> _EXERCISE INSTRUCTIONS_: Pick out every line below that contains the word “curly”, and copy each of those lines in full.

(Items from a data source)
· · · ·
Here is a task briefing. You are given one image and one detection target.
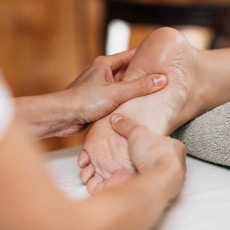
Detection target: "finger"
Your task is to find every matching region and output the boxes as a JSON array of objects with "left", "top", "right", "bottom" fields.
[
  {"left": 110, "top": 113, "right": 141, "bottom": 138},
  {"left": 77, "top": 150, "right": 90, "bottom": 168},
  {"left": 80, "top": 164, "right": 95, "bottom": 184},
  {"left": 111, "top": 74, "right": 168, "bottom": 104}
]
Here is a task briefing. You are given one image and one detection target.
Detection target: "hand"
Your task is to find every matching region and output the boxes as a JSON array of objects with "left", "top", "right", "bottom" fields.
[
  {"left": 59, "top": 50, "right": 167, "bottom": 136},
  {"left": 111, "top": 114, "right": 186, "bottom": 199}
]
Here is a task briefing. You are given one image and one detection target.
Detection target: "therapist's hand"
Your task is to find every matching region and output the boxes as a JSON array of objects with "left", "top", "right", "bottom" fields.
[
  {"left": 59, "top": 50, "right": 167, "bottom": 136},
  {"left": 15, "top": 50, "right": 167, "bottom": 139},
  {"left": 111, "top": 114, "right": 186, "bottom": 200}
]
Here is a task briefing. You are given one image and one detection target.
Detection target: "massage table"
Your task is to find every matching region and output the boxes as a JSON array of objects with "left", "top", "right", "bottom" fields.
[{"left": 44, "top": 146, "right": 230, "bottom": 230}]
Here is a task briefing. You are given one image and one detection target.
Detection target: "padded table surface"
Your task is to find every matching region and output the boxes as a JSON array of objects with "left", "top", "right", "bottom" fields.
[{"left": 44, "top": 147, "right": 230, "bottom": 230}]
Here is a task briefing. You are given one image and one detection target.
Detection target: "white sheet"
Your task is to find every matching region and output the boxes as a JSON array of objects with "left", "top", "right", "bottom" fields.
[{"left": 45, "top": 147, "right": 230, "bottom": 230}]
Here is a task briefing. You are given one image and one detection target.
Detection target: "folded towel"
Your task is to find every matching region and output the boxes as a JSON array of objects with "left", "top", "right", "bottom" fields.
[{"left": 172, "top": 102, "right": 230, "bottom": 167}]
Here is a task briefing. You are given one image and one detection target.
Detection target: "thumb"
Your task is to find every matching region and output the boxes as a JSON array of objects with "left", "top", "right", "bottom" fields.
[{"left": 115, "top": 74, "right": 168, "bottom": 104}]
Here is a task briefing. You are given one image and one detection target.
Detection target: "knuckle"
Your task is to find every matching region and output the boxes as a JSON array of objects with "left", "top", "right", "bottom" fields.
[
  {"left": 138, "top": 77, "right": 148, "bottom": 91},
  {"left": 93, "top": 56, "right": 108, "bottom": 67}
]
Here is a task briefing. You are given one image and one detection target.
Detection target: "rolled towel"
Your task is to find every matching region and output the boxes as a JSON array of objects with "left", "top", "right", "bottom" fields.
[{"left": 172, "top": 102, "right": 230, "bottom": 167}]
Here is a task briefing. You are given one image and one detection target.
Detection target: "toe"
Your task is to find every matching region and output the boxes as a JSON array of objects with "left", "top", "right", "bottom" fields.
[
  {"left": 87, "top": 173, "right": 104, "bottom": 194},
  {"left": 80, "top": 164, "right": 95, "bottom": 184},
  {"left": 77, "top": 150, "right": 90, "bottom": 168}
]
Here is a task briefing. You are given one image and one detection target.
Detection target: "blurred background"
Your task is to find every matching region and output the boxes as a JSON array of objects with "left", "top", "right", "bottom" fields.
[{"left": 0, "top": 0, "right": 230, "bottom": 151}]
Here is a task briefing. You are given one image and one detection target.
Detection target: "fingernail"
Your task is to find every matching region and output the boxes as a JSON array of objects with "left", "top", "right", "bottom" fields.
[
  {"left": 110, "top": 113, "right": 123, "bottom": 124},
  {"left": 153, "top": 75, "right": 167, "bottom": 87}
]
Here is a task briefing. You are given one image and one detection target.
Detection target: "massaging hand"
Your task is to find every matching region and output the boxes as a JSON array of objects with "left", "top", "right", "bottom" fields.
[
  {"left": 111, "top": 114, "right": 186, "bottom": 200},
  {"left": 60, "top": 50, "right": 167, "bottom": 134}
]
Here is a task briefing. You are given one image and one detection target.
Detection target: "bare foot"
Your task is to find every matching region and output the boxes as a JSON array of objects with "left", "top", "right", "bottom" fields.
[{"left": 78, "top": 28, "right": 207, "bottom": 193}]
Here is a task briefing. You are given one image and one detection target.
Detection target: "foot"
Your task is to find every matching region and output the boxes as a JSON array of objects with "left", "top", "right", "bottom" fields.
[{"left": 78, "top": 28, "right": 207, "bottom": 193}]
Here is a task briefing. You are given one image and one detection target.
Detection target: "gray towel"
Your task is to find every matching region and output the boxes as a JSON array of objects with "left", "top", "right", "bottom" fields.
[{"left": 172, "top": 102, "right": 230, "bottom": 167}]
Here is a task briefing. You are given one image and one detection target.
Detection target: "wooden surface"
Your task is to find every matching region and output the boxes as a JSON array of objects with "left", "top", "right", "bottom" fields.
[{"left": 0, "top": 0, "right": 103, "bottom": 151}]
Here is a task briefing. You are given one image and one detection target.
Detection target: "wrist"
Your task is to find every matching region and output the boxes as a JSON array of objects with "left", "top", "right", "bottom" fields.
[{"left": 15, "top": 91, "right": 81, "bottom": 139}]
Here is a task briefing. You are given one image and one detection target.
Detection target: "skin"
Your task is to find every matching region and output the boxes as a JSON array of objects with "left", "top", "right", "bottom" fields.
[
  {"left": 0, "top": 115, "right": 186, "bottom": 230},
  {"left": 15, "top": 50, "right": 167, "bottom": 139},
  {"left": 78, "top": 28, "right": 230, "bottom": 193}
]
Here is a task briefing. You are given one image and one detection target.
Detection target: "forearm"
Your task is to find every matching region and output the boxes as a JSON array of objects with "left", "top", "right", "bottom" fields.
[{"left": 15, "top": 92, "right": 80, "bottom": 139}]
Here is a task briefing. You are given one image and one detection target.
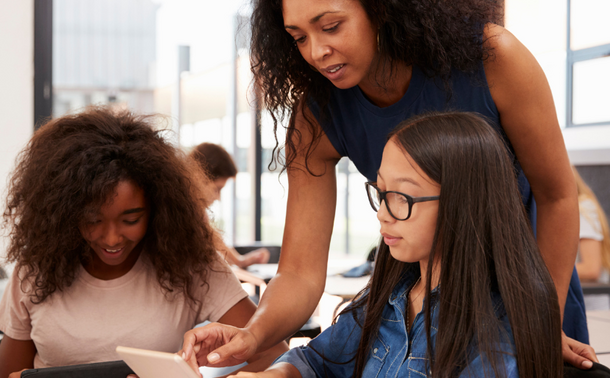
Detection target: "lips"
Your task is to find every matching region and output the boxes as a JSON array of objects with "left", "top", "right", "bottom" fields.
[
  {"left": 100, "top": 246, "right": 125, "bottom": 259},
  {"left": 102, "top": 248, "right": 123, "bottom": 253},
  {"left": 321, "top": 63, "right": 346, "bottom": 80}
]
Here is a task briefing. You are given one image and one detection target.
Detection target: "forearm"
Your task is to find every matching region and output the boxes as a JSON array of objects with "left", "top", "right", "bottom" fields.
[
  {"left": 267, "top": 362, "right": 301, "bottom": 378},
  {"left": 246, "top": 271, "right": 325, "bottom": 352},
  {"left": 576, "top": 239, "right": 603, "bottom": 282},
  {"left": 239, "top": 341, "right": 288, "bottom": 372},
  {"left": 537, "top": 193, "right": 579, "bottom": 319}
]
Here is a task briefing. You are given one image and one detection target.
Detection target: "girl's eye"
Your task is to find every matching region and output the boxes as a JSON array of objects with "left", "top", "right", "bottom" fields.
[
  {"left": 123, "top": 218, "right": 140, "bottom": 226},
  {"left": 322, "top": 22, "right": 339, "bottom": 33}
]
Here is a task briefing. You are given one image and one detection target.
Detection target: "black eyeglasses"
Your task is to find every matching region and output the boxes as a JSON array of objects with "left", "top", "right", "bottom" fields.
[{"left": 364, "top": 182, "right": 440, "bottom": 220}]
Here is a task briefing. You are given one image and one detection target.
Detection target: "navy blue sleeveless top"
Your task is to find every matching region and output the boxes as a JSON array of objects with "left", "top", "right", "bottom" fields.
[{"left": 309, "top": 63, "right": 588, "bottom": 342}]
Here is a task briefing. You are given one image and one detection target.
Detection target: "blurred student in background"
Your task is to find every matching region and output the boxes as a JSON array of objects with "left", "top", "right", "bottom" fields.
[
  {"left": 572, "top": 167, "right": 610, "bottom": 311},
  {"left": 191, "top": 143, "right": 269, "bottom": 269}
]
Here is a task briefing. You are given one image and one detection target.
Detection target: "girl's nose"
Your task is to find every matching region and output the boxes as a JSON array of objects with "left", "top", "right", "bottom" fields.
[
  {"left": 377, "top": 200, "right": 396, "bottom": 223},
  {"left": 102, "top": 224, "right": 123, "bottom": 248}
]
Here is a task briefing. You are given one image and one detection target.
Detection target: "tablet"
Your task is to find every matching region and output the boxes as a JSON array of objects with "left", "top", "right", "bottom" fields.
[
  {"left": 21, "top": 361, "right": 134, "bottom": 378},
  {"left": 116, "top": 346, "right": 200, "bottom": 378}
]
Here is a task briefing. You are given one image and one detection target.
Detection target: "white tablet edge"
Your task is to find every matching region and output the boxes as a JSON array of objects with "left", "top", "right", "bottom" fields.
[{"left": 116, "top": 346, "right": 201, "bottom": 378}]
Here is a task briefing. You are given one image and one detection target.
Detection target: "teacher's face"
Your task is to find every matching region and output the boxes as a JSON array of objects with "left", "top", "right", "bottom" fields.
[{"left": 282, "top": 0, "right": 377, "bottom": 89}]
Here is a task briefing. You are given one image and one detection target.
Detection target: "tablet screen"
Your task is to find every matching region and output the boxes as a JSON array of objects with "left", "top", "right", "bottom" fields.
[{"left": 116, "top": 346, "right": 200, "bottom": 378}]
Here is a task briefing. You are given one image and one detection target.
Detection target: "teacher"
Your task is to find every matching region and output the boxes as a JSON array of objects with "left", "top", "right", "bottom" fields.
[{"left": 179, "top": 0, "right": 596, "bottom": 368}]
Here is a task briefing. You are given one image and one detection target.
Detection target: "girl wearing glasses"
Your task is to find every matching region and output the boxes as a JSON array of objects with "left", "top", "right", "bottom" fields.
[
  {"left": 178, "top": 0, "right": 591, "bottom": 368},
  {"left": 230, "top": 113, "right": 562, "bottom": 378},
  {"left": 0, "top": 108, "right": 286, "bottom": 378}
]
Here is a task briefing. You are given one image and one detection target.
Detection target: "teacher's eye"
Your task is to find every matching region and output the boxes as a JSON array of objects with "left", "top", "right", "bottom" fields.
[{"left": 322, "top": 22, "right": 340, "bottom": 33}]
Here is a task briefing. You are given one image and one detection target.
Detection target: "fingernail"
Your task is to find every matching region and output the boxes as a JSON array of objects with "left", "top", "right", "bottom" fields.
[{"left": 208, "top": 353, "right": 220, "bottom": 363}]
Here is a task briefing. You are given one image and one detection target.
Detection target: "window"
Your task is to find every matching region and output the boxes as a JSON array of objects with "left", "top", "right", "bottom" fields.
[{"left": 566, "top": 0, "right": 610, "bottom": 127}]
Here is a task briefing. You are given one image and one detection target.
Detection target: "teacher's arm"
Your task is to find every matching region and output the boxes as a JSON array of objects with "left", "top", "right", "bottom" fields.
[
  {"left": 183, "top": 105, "right": 341, "bottom": 366},
  {"left": 0, "top": 335, "right": 36, "bottom": 378},
  {"left": 485, "top": 25, "right": 597, "bottom": 367}
]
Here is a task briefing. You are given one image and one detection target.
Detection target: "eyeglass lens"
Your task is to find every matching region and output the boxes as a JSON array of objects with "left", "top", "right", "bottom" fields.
[{"left": 368, "top": 185, "right": 410, "bottom": 219}]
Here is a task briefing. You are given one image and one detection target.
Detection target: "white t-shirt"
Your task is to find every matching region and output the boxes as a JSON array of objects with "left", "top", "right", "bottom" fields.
[
  {"left": 0, "top": 254, "right": 247, "bottom": 368},
  {"left": 576, "top": 199, "right": 610, "bottom": 311}
]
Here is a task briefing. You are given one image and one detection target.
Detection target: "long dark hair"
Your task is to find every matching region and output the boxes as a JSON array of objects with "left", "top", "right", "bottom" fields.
[
  {"left": 250, "top": 0, "right": 502, "bottom": 173},
  {"left": 346, "top": 113, "right": 563, "bottom": 378},
  {"left": 3, "top": 107, "right": 216, "bottom": 303}
]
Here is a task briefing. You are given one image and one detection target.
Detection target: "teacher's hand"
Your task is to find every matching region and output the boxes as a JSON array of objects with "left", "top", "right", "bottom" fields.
[{"left": 178, "top": 323, "right": 258, "bottom": 371}]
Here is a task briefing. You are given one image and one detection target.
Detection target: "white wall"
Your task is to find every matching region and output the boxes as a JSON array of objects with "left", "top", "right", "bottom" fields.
[
  {"left": 505, "top": 0, "right": 610, "bottom": 165},
  {"left": 0, "top": 0, "right": 34, "bottom": 264}
]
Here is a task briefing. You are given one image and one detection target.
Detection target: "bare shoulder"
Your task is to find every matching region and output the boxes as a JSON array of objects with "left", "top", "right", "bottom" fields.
[
  {"left": 484, "top": 24, "right": 542, "bottom": 83},
  {"left": 293, "top": 103, "right": 341, "bottom": 171}
]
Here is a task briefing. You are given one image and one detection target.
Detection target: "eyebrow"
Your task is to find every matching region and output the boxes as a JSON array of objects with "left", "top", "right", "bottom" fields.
[
  {"left": 123, "top": 207, "right": 146, "bottom": 215},
  {"left": 377, "top": 170, "right": 421, "bottom": 188},
  {"left": 284, "top": 11, "right": 339, "bottom": 29}
]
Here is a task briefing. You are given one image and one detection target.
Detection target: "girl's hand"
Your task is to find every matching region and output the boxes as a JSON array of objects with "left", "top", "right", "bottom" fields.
[
  {"left": 178, "top": 323, "right": 258, "bottom": 371},
  {"left": 8, "top": 369, "right": 28, "bottom": 378},
  {"left": 561, "top": 331, "right": 599, "bottom": 369}
]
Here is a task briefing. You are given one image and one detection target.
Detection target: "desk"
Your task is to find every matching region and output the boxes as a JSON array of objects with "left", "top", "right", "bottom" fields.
[
  {"left": 580, "top": 282, "right": 610, "bottom": 295},
  {"left": 587, "top": 310, "right": 610, "bottom": 366},
  {"left": 248, "top": 260, "right": 371, "bottom": 300}
]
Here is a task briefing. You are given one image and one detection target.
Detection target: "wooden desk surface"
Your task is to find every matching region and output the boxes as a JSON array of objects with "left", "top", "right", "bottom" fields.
[
  {"left": 580, "top": 282, "right": 610, "bottom": 295},
  {"left": 248, "top": 259, "right": 371, "bottom": 299}
]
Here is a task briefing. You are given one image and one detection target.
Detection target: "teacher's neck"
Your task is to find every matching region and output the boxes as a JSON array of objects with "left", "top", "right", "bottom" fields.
[{"left": 358, "top": 62, "right": 413, "bottom": 108}]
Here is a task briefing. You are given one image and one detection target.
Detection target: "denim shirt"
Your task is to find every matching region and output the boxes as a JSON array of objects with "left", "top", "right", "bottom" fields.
[{"left": 275, "top": 274, "right": 519, "bottom": 378}]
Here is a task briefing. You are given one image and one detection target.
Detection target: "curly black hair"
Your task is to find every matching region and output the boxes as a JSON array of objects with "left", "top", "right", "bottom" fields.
[
  {"left": 251, "top": 0, "right": 502, "bottom": 173},
  {"left": 3, "top": 107, "right": 217, "bottom": 303}
]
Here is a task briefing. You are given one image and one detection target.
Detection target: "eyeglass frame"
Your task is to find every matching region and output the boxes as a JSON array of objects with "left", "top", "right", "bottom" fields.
[{"left": 364, "top": 182, "right": 441, "bottom": 221}]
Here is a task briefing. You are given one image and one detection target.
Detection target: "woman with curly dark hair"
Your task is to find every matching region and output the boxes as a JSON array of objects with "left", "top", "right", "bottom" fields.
[
  {"left": 0, "top": 108, "right": 285, "bottom": 378},
  {"left": 180, "top": 0, "right": 595, "bottom": 367}
]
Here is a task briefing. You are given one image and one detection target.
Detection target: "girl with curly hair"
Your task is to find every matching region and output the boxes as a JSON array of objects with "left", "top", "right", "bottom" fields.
[
  {"left": 0, "top": 108, "right": 285, "bottom": 378},
  {"left": 180, "top": 0, "right": 594, "bottom": 367}
]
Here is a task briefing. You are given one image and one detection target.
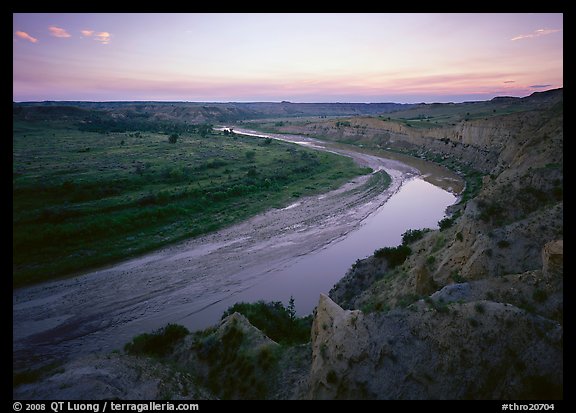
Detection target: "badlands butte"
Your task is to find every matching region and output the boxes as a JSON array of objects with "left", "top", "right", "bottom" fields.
[{"left": 14, "top": 89, "right": 563, "bottom": 399}]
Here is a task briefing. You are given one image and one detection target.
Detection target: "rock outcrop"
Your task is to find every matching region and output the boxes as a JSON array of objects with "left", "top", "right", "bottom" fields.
[{"left": 308, "top": 296, "right": 563, "bottom": 399}]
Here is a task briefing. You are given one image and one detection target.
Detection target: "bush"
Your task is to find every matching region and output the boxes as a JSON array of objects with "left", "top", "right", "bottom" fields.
· · · ·
> _RESULT BELOW_:
Detection target: "curly black hair"
Detection target: "woman with curly dark hair"
Detection target: "girl with curly hair"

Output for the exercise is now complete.